▸ **Task instructions**: Please turn each line of the items below into a JSON list of strings, one string per line, leaving out any blank lines.

▸ **Supplied records**:
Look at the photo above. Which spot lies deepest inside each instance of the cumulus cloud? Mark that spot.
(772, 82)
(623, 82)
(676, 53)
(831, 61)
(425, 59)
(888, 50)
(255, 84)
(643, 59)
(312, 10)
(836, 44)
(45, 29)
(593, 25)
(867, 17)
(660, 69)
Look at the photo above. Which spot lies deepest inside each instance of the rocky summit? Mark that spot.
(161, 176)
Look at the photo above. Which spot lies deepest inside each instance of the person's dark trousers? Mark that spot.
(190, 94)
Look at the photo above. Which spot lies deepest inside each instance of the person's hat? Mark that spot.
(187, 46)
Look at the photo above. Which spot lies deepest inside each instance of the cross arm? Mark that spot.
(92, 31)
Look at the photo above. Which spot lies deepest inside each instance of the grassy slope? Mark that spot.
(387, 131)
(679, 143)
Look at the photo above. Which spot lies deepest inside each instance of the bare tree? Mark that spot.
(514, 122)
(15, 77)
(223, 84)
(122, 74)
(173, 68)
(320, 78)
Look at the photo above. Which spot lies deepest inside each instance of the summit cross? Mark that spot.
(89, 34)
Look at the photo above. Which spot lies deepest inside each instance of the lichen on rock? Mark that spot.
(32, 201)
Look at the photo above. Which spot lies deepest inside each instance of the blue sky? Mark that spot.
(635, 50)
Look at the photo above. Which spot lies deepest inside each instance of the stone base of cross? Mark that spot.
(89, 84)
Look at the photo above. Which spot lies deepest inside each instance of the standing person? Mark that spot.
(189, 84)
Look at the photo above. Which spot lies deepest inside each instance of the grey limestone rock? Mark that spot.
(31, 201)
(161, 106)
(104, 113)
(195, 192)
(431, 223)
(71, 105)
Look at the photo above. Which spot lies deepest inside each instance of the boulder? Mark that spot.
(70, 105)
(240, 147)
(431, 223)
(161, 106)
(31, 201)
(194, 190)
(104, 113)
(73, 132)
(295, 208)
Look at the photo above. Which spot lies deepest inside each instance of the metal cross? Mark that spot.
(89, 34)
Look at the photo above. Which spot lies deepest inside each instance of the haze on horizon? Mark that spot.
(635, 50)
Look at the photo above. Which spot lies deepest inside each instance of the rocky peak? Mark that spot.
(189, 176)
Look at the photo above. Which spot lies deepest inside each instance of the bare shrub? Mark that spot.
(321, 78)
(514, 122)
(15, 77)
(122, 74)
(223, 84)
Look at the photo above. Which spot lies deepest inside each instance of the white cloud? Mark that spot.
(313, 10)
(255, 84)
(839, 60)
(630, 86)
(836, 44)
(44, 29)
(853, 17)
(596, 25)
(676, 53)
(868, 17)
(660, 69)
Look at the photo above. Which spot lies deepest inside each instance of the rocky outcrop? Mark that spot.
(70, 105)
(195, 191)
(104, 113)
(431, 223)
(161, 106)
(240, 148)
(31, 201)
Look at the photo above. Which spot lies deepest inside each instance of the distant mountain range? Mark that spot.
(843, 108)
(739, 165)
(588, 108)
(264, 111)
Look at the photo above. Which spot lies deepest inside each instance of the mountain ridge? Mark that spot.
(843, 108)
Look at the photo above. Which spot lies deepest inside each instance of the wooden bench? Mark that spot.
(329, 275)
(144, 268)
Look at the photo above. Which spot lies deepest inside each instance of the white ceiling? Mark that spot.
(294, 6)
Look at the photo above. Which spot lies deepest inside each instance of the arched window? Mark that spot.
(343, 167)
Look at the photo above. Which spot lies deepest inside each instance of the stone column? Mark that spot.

▸ **Solution to the problem**:
[
  "Look at the photo above. Which spot lies deepest inside each instance of the cumulus cloud? Mark that spot.",
  "(772, 82)",
  "(623, 82)",
  "(676, 53)",
  "(831, 61)",
  "(425, 59)",
  "(888, 50)",
  "(255, 84)",
  "(643, 59)",
  "(312, 10)",
  "(836, 44)",
  "(45, 29)",
  "(593, 25)",
  "(867, 17)",
  "(660, 69)",
  "Look at the photo above. Which spot lies deepest inside each instance of the rocky summit? Mark that spot.",
  "(161, 176)",
  "Look at the photo above. Which spot lies deepest inside each instance of the person's dark trousers? Mark that spot.",
  "(190, 94)",
  "Look at the photo above. Which spot lies deepest inside each instance of the person's hat? Mark that spot.",
  "(187, 46)",
  "Look at the photo above. Which spot lies deepest inside each instance of the cross arm? Mark that spot.",
  "(92, 31)",
  "Look at the photo above. Which spot lies deepest inside each instance of the grassy slope? Mark that spot.",
  "(387, 131)",
  "(679, 143)",
  "Look at the photo above. Which spot lies deepest inside each instance of the bare tree? Mark that spot.",
  "(514, 122)",
  "(15, 77)",
  "(223, 84)",
  "(122, 74)",
  "(173, 68)",
  "(320, 78)",
  "Look at the photo above. Which spot lies deepest inside each instance of the summit cross? Mark that spot.",
  "(89, 34)",
  "Look at the photo above. Which spot lies deepest inside each instance of the lichen on rock? Mark that spot.",
  "(32, 201)",
  "Look at the photo above. Which spot lies deepest inside each instance of the blue sky? Mark that spot.",
  "(635, 50)",
  "Look at the photo above. Which spot lies deepest inside each instance of the stone base of cross? Mark that spot.",
  "(89, 84)",
  "Look at the photo above. Which spot lies deepest inside each instance of the standing person? Mark that spot.",
  "(189, 84)",
  "Look at the photo above. Which spot lies deepest inside each instance of the grey limestone rock? Mark that spot.",
  "(31, 201)",
  "(161, 106)",
  "(104, 113)",
  "(195, 192)",
  "(431, 223)",
  "(71, 105)",
  "Look at the photo above. Which spot lies deepest inside each instance of the boulder? Mark that spot.",
  "(70, 105)",
  "(240, 147)",
  "(431, 223)",
  "(161, 106)",
  "(31, 201)",
  "(194, 190)",
  "(104, 113)",
  "(73, 132)",
  "(295, 208)",
  "Look at the photo above. Which spot lies deepest inside each instance of the metal cross? Mark that spot.",
  "(89, 34)",
  "Look at the photo above. Which spot lies deepest inside each instance of the haze on horizon? Mark that spot.",
  "(635, 50)",
  "Look at the photo above. Which spot lies deepest inside each instance of the rocky peak? Mark that spot.",
  "(189, 176)",
  "Look at the photo above. Which spot lies deepest inside each instance of the bare shrub? Mark that spot.",
  "(321, 78)",
  "(514, 122)",
  "(15, 77)",
  "(122, 74)",
  "(223, 84)",
  "Look at the photo above. Which spot lies deepest inside each instance of the white cloud? Mark that spot.",
  "(313, 10)",
  "(255, 84)",
  "(839, 60)",
  "(630, 86)",
  "(836, 44)",
  "(44, 29)",
  "(853, 17)",
  "(596, 25)",
  "(676, 53)",
  "(868, 17)",
  "(660, 69)",
  "Look at the photo above. Which spot lies deepest inside each instance of the rocky outcrop? Mark that spot.",
  "(70, 105)",
  "(195, 191)",
  "(104, 113)",
  "(431, 223)",
  "(161, 106)",
  "(240, 148)",
  "(31, 201)",
  "Look at the photo above. Which spot lies deepest inside each instance of the distant mountain range? Mark that spot.",
  "(843, 108)",
  "(739, 165)",
  "(588, 108)",
  "(264, 111)",
  "Look at the photo above. Which spot lies deepest inside each instance of the mountain ridge? Mark that spot.",
  "(843, 108)",
  "Look at the photo above. Which spot lies deepest inside each instance of the wooden bench? Mark that spot.",
  "(329, 275)",
  "(144, 268)",
  "Look at the photo above. Which spot lies deepest inside each instance of the white ceiling? Mark that spot.",
  "(294, 6)",
  "Look at the photo above. Which spot lies deepest inside each instance of the arched window? Mark that spot.",
  "(343, 167)",
  "Look at the photo above. Which spot lies deepest inside each instance of the stone column? Mark that spot."
]